Could you copy the material below word for word, changing nothing?

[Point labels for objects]
++++++
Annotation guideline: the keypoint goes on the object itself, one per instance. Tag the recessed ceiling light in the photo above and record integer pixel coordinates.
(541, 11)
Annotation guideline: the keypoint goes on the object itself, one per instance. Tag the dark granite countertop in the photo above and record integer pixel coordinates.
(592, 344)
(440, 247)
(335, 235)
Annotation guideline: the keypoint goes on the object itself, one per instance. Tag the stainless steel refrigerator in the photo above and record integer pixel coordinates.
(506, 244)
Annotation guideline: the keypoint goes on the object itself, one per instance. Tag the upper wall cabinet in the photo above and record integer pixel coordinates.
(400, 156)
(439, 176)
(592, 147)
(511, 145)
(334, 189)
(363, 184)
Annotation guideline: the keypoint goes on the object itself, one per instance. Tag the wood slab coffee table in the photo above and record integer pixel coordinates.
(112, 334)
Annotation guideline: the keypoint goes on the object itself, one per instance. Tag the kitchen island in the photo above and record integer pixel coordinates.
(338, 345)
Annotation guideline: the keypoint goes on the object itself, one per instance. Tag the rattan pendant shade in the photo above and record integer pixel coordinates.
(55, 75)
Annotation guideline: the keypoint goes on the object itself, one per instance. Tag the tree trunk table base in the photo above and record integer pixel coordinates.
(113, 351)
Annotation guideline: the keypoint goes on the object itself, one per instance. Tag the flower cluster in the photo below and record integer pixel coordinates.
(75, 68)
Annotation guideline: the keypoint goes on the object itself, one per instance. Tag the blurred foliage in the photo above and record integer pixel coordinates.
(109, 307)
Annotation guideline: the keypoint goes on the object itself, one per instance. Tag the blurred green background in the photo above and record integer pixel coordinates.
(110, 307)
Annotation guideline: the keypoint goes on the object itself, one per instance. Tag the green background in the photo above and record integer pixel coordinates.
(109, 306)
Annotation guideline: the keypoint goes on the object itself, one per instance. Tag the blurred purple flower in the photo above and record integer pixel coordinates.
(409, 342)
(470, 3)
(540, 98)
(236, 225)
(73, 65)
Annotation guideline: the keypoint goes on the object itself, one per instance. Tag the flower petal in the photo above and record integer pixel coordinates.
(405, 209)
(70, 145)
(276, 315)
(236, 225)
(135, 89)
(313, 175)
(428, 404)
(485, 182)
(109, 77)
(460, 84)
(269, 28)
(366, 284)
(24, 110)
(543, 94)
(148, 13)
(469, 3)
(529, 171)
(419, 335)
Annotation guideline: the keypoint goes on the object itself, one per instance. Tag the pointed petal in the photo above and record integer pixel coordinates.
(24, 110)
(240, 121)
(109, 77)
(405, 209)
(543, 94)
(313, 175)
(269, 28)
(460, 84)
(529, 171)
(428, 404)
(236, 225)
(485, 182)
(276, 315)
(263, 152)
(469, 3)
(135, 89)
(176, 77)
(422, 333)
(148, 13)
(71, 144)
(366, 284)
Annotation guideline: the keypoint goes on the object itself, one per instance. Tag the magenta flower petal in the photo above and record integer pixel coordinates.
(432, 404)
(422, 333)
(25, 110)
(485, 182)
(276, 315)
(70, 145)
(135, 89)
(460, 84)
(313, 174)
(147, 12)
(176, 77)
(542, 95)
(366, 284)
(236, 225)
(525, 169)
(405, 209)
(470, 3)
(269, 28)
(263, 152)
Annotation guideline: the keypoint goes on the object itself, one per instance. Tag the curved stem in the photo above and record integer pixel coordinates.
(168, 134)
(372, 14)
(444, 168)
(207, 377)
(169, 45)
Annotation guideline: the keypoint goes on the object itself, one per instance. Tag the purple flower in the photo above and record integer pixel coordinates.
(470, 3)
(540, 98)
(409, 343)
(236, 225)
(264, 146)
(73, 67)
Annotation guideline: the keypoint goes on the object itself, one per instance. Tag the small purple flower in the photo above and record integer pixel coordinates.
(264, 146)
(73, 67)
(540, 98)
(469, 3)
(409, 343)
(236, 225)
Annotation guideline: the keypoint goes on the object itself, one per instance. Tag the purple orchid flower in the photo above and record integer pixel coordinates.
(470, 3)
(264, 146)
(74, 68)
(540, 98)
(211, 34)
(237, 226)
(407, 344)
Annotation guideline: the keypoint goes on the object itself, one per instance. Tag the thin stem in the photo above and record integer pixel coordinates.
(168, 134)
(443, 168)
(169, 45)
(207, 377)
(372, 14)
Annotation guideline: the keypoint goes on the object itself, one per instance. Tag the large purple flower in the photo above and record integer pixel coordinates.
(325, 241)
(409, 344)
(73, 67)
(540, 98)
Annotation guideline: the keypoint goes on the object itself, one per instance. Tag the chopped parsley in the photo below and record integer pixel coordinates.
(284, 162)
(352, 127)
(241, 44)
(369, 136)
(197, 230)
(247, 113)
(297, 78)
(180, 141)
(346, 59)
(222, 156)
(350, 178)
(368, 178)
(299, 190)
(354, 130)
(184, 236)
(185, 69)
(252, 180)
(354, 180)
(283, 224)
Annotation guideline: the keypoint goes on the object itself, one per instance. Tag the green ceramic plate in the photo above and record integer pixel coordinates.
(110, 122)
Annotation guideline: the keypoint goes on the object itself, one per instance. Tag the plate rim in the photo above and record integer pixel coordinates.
++++++
Response below –
Annotation guideline: the keypoint goes on the object itself, one per instance. Tag the recessed ceiling light in the photo above and record integer pixel coordinates.
(541, 11)
Annotation guideline: the keypoint goes on the object itself, one per instance. Tag the dark granite countertop in the photo above and record integer pixel coordinates.
(592, 344)
(440, 247)
(335, 235)
Annotation guideline: the keypoint goes on the object itself, one per instance. Tag the stainless steel refrigerator in the photo above and record integer pixel coordinates.
(506, 244)
Annotation guideline: the keypoint goes on the object itself, one per instance. Tag the upper wall cabinet in the photo above and record integer pixel coordinates.
(400, 156)
(439, 176)
(592, 147)
(511, 145)
(334, 189)
(363, 184)
Annotation guideline: the keypoint goes on the object itself, one per instance. Tag the wood slab coffee table in the photo above and record integer pixel coordinates.
(112, 334)
Annotation guideline: the keypoint goes on the object itself, one per instance. Tag the kitchen island in the photo above and record integer pixel coordinates.
(338, 345)
Annotation guideline: the keypoint goes on the object itself, one per instance. Tag the rattan pendant shade in the photo above and record integer pixel coordinates.
(55, 75)
Annotation guideline: the keypoint goes on the object itself, one per instance. Tag the tree trunk table base in the photo above and record integer pixel coordinates.
(113, 351)
Annotation guideline: the keypoint goes on the object itself, one per instance. Tag the flower cluster in the photo below and record integer pixel coordinates.
(75, 68)
Annotation guideline: the keypoint goes on the object itself, one per instance. Tag the blurred foliage in the photo above and record integer pixel coordinates.
(109, 307)
Annotation guideline: the keypoint goes on the object itself, one per instance. Tag the blurred green background in the photo above and record integer pixel coordinates.
(110, 307)
Annotation guideline: the keypoint goes on the object itself, one per instance. Tag the green background in the photo above and record integer pixel coordinates.
(109, 306)
Annotation guideline: the keypoint goes on the object itself, one per instance. Tag the blurred purple flower in the photo above and record integer pixel coordinates.
(409, 342)
(470, 3)
(540, 98)
(236, 225)
(73, 65)
Annotation guideline: the keypoint goes on the object itself, one per instance. Tag the flower petal in the photo above and record integer pixel coordinates.
(405, 209)
(70, 145)
(276, 315)
(236, 225)
(135, 89)
(313, 175)
(428, 404)
(485, 182)
(109, 77)
(460, 84)
(269, 28)
(366, 284)
(24, 110)
(543, 94)
(148, 13)
(469, 3)
(529, 171)
(419, 335)
Annotation guideline: the keypoint goes on the object itself, one per instance. Tag the pointed petal in the photo above and record integer pixel coordinates.
(24, 110)
(240, 121)
(109, 77)
(405, 209)
(543, 94)
(313, 175)
(269, 28)
(460, 84)
(529, 171)
(428, 404)
(236, 225)
(485, 182)
(276, 315)
(263, 152)
(469, 3)
(135, 89)
(176, 77)
(422, 333)
(148, 13)
(71, 144)
(366, 284)
Annotation guideline: the keypoint goes on the object itself, one per instance. Tag the magenta flower petal in the photo above and record integer pixel coordinates.
(432, 404)
(422, 333)
(25, 110)
(485, 182)
(276, 315)
(70, 145)
(135, 89)
(460, 84)
(313, 174)
(147, 12)
(176, 77)
(542, 95)
(366, 284)
(236, 225)
(525, 169)
(405, 209)
(470, 3)
(269, 28)
(263, 152)
Annotation guideline: the keypoint goes on the object itself, one per instance. Tag the curved stem in the photo above and record integer pixel coordinates.
(168, 134)
(372, 14)
(444, 168)
(207, 377)
(169, 45)
Annotation guideline: the keypoint goes on the object itself, one per instance. Tag the purple flower in the photo above and record integer pixel coordinates.
(470, 3)
(540, 98)
(409, 343)
(236, 225)
(264, 146)
(73, 67)
Annotation guideline: the keypoint goes on the object itself, one per instance. Tag the small purple flower in the photo above and record integer pixel coordinates.
(264, 146)
(73, 67)
(540, 98)
(469, 3)
(409, 343)
(236, 225)
Annotation guideline: the keypoint goes on the object itself, one per instance. Tag the purple orchid flower in the photo above and record integer pixel coordinates.
(470, 3)
(264, 146)
(74, 68)
(540, 98)
(211, 34)
(237, 226)
(407, 344)
Annotation guideline: the keypoint goes on the object itself, one per instance. Tag the thin stem in the photo above and record integer pixel coordinates.
(168, 134)
(443, 168)
(169, 45)
(207, 377)
(372, 14)
Annotation guideline: the keypoint goes on the object itself, one per instance. Tag the large purple flower in the photo above and record integer pixel coordinates.
(325, 241)
(409, 344)
(73, 67)
(540, 98)
Annotation guideline: the keypoint goes on the object itself, one per instance. Tag the chopped parsley in the photo below and record integer pixel coordinates.
(284, 162)
(352, 127)
(241, 44)
(369, 136)
(197, 230)
(247, 113)
(297, 78)
(180, 141)
(346, 59)
(222, 156)
(350, 178)
(368, 178)
(299, 190)
(354, 130)
(184, 236)
(185, 69)
(252, 180)
(354, 180)
(283, 224)
Annotation guideline: the keypoint goes on the object itself, one per instance. Tag the green ceramic plate in the photo above and record integer pixel coordinates.
(110, 122)
Annotation guideline: the keypoint goes on the object itself, one per instance. Tag the plate rim in the photo above and record integer pixel coordinates.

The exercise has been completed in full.